**EXERCISE INSTRUCTIONS**
Copy out every line in the records that contains the word "tree", keeping each line whole.
↓↓↓
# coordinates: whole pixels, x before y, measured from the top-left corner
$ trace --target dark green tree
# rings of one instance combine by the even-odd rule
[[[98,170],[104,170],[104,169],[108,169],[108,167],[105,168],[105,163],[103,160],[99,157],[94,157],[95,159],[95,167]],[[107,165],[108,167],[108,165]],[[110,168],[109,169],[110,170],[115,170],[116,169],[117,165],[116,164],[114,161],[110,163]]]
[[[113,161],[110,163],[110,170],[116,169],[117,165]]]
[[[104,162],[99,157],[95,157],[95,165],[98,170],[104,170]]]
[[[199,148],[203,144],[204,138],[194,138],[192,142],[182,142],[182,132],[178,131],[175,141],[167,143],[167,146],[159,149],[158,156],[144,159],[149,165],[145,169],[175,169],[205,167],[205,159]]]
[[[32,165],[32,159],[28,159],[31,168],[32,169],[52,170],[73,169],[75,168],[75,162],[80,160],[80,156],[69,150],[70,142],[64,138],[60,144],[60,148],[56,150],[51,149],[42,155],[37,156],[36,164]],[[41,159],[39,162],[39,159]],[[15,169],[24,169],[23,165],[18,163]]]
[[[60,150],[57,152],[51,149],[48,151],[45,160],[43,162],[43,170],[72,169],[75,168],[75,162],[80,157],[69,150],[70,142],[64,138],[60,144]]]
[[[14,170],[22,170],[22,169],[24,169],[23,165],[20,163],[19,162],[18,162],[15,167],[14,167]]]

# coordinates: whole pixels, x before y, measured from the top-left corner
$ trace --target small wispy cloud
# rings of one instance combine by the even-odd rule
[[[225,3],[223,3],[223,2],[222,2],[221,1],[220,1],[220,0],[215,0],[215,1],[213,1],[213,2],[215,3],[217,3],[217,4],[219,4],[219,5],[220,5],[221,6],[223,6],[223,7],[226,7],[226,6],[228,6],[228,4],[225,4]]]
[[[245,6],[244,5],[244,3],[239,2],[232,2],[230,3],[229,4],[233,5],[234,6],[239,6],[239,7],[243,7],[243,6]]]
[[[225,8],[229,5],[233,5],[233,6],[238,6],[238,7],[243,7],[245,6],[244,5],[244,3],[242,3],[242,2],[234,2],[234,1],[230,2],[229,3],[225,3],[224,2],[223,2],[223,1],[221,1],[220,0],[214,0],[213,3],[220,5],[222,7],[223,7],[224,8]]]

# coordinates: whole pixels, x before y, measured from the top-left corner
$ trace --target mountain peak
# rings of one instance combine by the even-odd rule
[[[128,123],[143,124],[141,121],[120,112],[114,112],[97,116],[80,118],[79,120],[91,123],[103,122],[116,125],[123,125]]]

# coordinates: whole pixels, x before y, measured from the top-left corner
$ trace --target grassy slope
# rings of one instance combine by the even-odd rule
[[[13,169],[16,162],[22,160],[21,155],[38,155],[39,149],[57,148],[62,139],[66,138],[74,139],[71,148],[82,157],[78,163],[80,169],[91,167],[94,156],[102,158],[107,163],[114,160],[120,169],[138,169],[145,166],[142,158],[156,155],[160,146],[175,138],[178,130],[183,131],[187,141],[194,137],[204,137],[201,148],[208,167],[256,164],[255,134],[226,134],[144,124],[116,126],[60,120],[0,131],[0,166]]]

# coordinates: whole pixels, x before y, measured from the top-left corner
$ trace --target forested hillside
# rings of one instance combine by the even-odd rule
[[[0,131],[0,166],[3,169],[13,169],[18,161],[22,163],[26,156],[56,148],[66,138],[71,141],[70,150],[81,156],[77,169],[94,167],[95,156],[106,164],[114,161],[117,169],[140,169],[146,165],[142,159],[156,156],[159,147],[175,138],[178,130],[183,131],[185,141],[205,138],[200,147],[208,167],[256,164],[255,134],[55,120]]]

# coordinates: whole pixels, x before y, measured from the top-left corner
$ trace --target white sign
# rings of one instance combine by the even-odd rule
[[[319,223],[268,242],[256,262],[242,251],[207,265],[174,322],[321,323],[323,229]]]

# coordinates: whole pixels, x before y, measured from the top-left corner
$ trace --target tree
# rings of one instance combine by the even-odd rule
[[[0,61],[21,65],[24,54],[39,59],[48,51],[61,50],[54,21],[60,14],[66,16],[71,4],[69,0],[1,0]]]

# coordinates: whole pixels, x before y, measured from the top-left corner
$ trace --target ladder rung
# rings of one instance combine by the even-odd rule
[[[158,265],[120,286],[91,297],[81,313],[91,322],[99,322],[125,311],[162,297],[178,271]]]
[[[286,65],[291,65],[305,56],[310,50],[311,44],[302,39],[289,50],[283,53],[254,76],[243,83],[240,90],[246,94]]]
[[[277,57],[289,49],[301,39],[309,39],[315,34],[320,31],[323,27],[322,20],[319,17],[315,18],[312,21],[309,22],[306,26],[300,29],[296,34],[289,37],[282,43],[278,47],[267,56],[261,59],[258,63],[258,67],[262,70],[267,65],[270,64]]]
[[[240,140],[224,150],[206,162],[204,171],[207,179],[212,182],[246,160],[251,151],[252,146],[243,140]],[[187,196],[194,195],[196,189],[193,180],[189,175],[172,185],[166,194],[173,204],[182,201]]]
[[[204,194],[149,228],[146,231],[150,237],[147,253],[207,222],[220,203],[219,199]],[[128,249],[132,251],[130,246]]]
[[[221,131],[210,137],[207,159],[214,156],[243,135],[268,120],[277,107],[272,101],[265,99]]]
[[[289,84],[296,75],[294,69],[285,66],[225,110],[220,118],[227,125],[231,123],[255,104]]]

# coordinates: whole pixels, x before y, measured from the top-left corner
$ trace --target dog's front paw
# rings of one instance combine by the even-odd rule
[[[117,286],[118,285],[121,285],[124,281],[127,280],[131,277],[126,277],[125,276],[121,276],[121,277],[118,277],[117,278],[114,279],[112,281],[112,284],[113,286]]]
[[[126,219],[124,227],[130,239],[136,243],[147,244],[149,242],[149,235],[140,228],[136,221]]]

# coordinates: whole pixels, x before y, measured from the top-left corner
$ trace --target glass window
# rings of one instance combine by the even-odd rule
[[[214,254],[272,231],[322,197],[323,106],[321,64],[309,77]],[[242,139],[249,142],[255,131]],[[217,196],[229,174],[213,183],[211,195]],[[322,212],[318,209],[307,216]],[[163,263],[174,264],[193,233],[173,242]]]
↑↑↑
**REPLY TO THE EXERCISE**
$ trace --target dark green tree
$ trace --target tree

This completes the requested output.